— begin Given passage —

The Read step builds on that same structure, and this is where the outline starts to feel alive. DocDancer’s summary describes Read as gathering text, images, tables, and even section screenshots before producing goal-relevant content, which means the agent can bring together multimodal clues instead of pretending the PDF is only prose. That is especially useful when a question depends on a chart label, a table row, or a visual caption tucked beside the main paragraph. In other words, the structured outline does not replace reading; it gives reading a path.

This is also why the parsing step fits so neatly with the paper’s Exploration-then-Synthesis pipeline. The same structure that helps the agent explore a document also helps the system generate better training examples, because each trajectory can preserve where the evidence came from and how it was gathered. DocDancer’s abstract makes clear that the project is built around document exploration, comprehension, and synthetic training data for long-context document understanding benchmarks such as MMLongBench-Doc and DocBench. So when we talk about parsing PDFs into structured outlines, we are really talking about teaching the model the first habit of good document work: notice the document’s shape before you try to answer from it.

Use Search and Read Tools

Once the PDF has been turned into a structured outline, DocDancer can start doing the part that feels most like real investigation: using search and read tools to move through the document with intent. This is where long-PDF RAG stops feeling like a blind guess and starts feeling like a guided walk through a building with labeled rooms. If you have ever wondered, “How does a long-PDF RAG agent know where to look next?” the answer is that it does not rely on one giant search box alone. It first searches for likely places, then reads those places carefully.

The search tool is the agent’s first scout. In plain language, search means asking the document outline for clues such as keywords, section IDs, page numbers, and nearby snippets, so the agent can narrow the field before it commits to reading. That matters because a long PDF often hides the answer across several pages, and a single retrieved passage can miss the context that makes the evidence useful. In DocDancer, search is not about finding a perfect final answer; it is about finding the best doorway into the document.

This is a subtle but important shift for long-PDF RAG. Traditional retrieval can feel like tossing a fishing line into a lake and hoping the right sentence bites, while DocDancer’s search behaves more like checking a map, then choosing the most promising hallway. Because the outline preserves structure, search can follow headings and sections instead of treating the file like one flat wall of text. That gives the agent a sense of direction, which is especially valuable when the question depends on a detail buried inside a specific subsection or figure caption.

Once search has pointed the way, the read tool does the closer work. Read is the step where the agent opens the chosen section and gathers the actual evidence, including text, images, tables, and even screenshots when they help explain what is on the page. That definition matters because reading in a PDF is not the same as copying prose into a text box. A table row, a chart label, or a caption can carry the key fact, and DocDancer’s read step is built to keep those pieces in play instead of flattening them away.

This is where the system starts to feel more human. We rarely answer a hard question by looking at one line and moving on; we glance, compare, return, and check the surrounding details. DocDancer’s read tool supports that same habit by letting the agent collect multimodal evidence, meaning evidence from more than one kind of content. In long-PDF RAG, that flexibility is not a luxury. It is the difference between seeing a clue and understanding why the clue matters.

The real strength of search and read tools appears when they work together as a loop. Search trims the document down to a manageable path, and read turns that path into usable evidence that the agent can reason over. That pairing is also what makes the training pipeline stronger, because the system can record how evidence was found and how it was assembled into an answer. In other words, DocDancer does not only teach the model what to answer; it teaches the model how to move through a long PDF without losing its place.

— end Given passage —

Exercise
In the DocDancer passage, what clues does the search tool ask the document outline for?

— begin Entries shown —

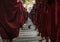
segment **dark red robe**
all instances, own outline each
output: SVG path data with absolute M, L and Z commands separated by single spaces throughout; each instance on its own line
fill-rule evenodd
M 0 35 L 3 39 L 18 36 L 19 27 L 25 22 L 21 5 L 17 0 L 0 0 Z

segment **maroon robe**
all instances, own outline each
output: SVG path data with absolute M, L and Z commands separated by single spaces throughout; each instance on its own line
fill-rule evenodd
M 3 39 L 18 36 L 19 27 L 24 24 L 21 5 L 17 0 L 0 0 L 0 35 Z
M 60 42 L 60 0 L 56 0 L 57 42 Z

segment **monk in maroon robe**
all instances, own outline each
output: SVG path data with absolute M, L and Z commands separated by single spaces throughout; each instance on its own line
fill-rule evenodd
M 22 4 L 17 0 L 0 0 L 0 35 L 3 42 L 12 42 L 25 20 Z

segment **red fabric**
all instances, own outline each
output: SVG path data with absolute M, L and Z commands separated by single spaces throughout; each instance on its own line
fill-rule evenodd
M 0 0 L 0 34 L 3 39 L 18 36 L 19 26 L 25 21 L 21 5 L 17 0 Z
M 60 0 L 56 0 L 57 42 L 60 42 Z

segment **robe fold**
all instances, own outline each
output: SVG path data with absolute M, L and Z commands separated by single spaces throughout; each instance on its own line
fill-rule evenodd
M 0 35 L 3 39 L 13 39 L 19 34 L 19 27 L 24 24 L 21 2 L 0 0 Z

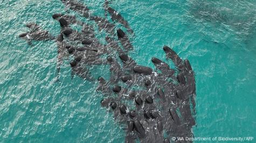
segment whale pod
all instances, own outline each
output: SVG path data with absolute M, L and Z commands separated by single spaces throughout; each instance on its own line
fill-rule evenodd
M 141 138 L 144 138 L 146 136 L 145 130 L 139 121 L 136 120 L 134 122 L 134 127 L 139 136 Z
M 118 29 L 116 31 L 116 32 L 117 33 L 118 39 L 123 38 L 126 35 L 126 34 L 124 33 L 124 32 L 123 32 L 123 31 L 120 28 Z
M 129 80 L 132 79 L 132 76 L 130 75 L 127 75 L 127 76 L 124 76 L 122 77 L 122 80 L 123 82 L 126 82 Z
M 149 104 L 152 104 L 153 103 L 153 99 L 152 99 L 152 97 L 149 96 L 149 95 L 148 95 L 146 97 L 146 101 L 148 103 L 149 103 Z
M 152 73 L 152 69 L 141 65 L 136 65 L 133 67 L 133 70 L 137 73 L 143 73 L 145 74 L 151 74 Z
M 126 114 L 126 107 L 124 105 L 121 105 L 119 108 L 121 113 Z
M 178 74 L 178 80 L 180 83 L 183 85 L 186 83 L 186 80 L 185 79 L 184 74 L 182 73 Z
M 135 100 L 136 103 L 137 103 L 137 104 L 138 104 L 139 106 L 142 104 L 142 103 L 143 103 L 142 100 L 141 99 L 141 97 L 140 97 L 139 96 L 137 96 L 135 98 Z
M 115 86 L 112 89 L 113 91 L 116 93 L 120 92 L 121 91 L 121 87 L 119 86 Z

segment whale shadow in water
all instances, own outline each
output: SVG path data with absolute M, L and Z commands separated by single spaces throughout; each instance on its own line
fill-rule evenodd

— end Entries shown —

Answer to the exercise
Keywords, section IDs, page numbers, and nearby snippets.